Records provided: Begin

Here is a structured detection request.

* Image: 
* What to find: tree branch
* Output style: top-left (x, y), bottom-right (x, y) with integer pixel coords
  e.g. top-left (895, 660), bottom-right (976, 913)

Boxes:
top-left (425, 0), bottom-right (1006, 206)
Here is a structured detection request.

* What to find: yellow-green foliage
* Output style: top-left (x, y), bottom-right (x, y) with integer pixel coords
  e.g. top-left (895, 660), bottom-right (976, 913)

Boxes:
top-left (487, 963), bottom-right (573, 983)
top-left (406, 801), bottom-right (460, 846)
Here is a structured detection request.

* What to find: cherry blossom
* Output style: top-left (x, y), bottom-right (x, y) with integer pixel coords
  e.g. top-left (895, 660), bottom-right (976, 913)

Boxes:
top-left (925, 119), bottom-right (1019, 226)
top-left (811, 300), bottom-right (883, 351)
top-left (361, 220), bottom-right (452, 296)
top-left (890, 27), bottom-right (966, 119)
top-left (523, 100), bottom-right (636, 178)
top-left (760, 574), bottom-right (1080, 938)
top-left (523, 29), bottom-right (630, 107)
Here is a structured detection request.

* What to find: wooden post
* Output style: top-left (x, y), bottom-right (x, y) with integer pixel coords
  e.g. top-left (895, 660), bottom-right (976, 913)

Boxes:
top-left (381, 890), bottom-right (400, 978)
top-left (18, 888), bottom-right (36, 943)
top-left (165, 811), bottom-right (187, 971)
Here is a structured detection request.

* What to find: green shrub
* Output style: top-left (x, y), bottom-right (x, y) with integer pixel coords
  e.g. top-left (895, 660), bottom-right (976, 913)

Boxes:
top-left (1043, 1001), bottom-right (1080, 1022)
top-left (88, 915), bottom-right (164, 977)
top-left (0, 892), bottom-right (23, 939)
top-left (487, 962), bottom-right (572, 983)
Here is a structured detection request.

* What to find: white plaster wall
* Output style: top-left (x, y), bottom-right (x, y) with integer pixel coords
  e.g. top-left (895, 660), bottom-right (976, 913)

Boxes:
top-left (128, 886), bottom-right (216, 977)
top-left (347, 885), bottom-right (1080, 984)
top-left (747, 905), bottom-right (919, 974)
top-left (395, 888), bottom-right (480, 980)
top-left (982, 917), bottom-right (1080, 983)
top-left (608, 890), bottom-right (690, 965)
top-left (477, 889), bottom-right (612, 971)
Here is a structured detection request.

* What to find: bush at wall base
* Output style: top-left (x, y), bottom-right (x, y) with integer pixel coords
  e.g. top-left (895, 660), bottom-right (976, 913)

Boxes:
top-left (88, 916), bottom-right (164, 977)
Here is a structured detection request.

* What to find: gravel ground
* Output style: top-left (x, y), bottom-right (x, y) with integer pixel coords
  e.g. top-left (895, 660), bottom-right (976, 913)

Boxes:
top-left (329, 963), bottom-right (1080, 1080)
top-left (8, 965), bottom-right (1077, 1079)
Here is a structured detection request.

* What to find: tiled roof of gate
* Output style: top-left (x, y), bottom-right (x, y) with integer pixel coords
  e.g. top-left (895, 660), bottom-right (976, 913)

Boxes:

Records provided: End

### What to do
Would you please give the data above again, exactly as it appears?

### Output of the exercise
Here is a structured detection request.

* Image: 
* What to find: tree branch
* Output style: top-left (x, y), bottom-right (x, y) with integer pixel coords
  e.g. top-left (895, 660), bottom-right (976, 913)

Boxes:
top-left (425, 0), bottom-right (1006, 206)
Here is a structured detection request.

* What to find: yellow-green foliage
* Output style: top-left (x, y), bottom-right (x, y) with integer pixel coords
  e.g. top-left (895, 660), bottom-right (976, 913)

Boxes:
top-left (487, 963), bottom-right (573, 983)
top-left (406, 801), bottom-right (460, 846)
Here is a structured detection request.

* What to find: cherry blossom
* Output style: top-left (x, y), bottom-right (x, y) with integer pixel coords
  e.g. top-left (895, 660), bottom-right (976, 913)

Boxes:
top-left (925, 119), bottom-right (1019, 226)
top-left (811, 300), bottom-right (883, 351)
top-left (361, 220), bottom-right (452, 296)
top-left (890, 27), bottom-right (966, 119)
top-left (523, 100), bottom-right (636, 178)
top-left (760, 574), bottom-right (1080, 938)
top-left (523, 29), bottom-right (630, 107)
Here is a structured detection request.

* What to find: wooden post
* Output style: top-left (x, y), bottom-right (x, y) with integer pixel coords
  e.g. top-left (895, 660), bottom-right (976, 913)

Boxes:
top-left (381, 890), bottom-right (400, 978)
top-left (18, 888), bottom-right (36, 943)
top-left (165, 811), bottom-right (187, 971)
Here is a structured detection request.

* What to find: green shrub
* Output style: top-left (x, y), bottom-right (x, y) with integer pixel coords
  e.g. top-left (895, 660), bottom-right (976, 913)

Boxes:
top-left (1043, 1001), bottom-right (1080, 1022)
top-left (88, 915), bottom-right (164, 977)
top-left (0, 892), bottom-right (23, 939)
top-left (487, 962), bottom-right (572, 983)
Here is a structured detection request.

* What to find: white plaster wall
* Output style: top-left (x, y), bottom-right (x, y) with integer pixel coords
  e.g. top-left (895, 660), bottom-right (976, 913)

Boxes:
top-left (128, 886), bottom-right (216, 977)
top-left (347, 885), bottom-right (1080, 984)
top-left (747, 905), bottom-right (919, 974)
top-left (395, 888), bottom-right (480, 980)
top-left (982, 917), bottom-right (1080, 983)
top-left (608, 890), bottom-right (690, 965)
top-left (477, 889), bottom-right (612, 971)
Here is a structured detection request.

* What to find: bush at wall base
* Output style: top-left (x, y), bottom-right (x, y) with integer pixel coords
  e.g. top-left (895, 660), bottom-right (976, 913)

Boxes:
top-left (88, 916), bottom-right (164, 977)
Here is a structured detection request.

* What to find: gravel ground
* Output style: top-left (x, y), bottom-right (x, y) with integer pixel coords
  e.g. top-left (895, 660), bottom-right (976, 913)

Boxes:
top-left (329, 963), bottom-right (1080, 1080)
top-left (8, 965), bottom-right (1077, 1079)
Here is a structured detection request.

* What to find: tiled roof of gate
* Output style: top-left (x, y), bottom-right (x, y) with integer pixel coords
  e.g. top-left (895, 660), bottom-right (976, 913)

Boxes:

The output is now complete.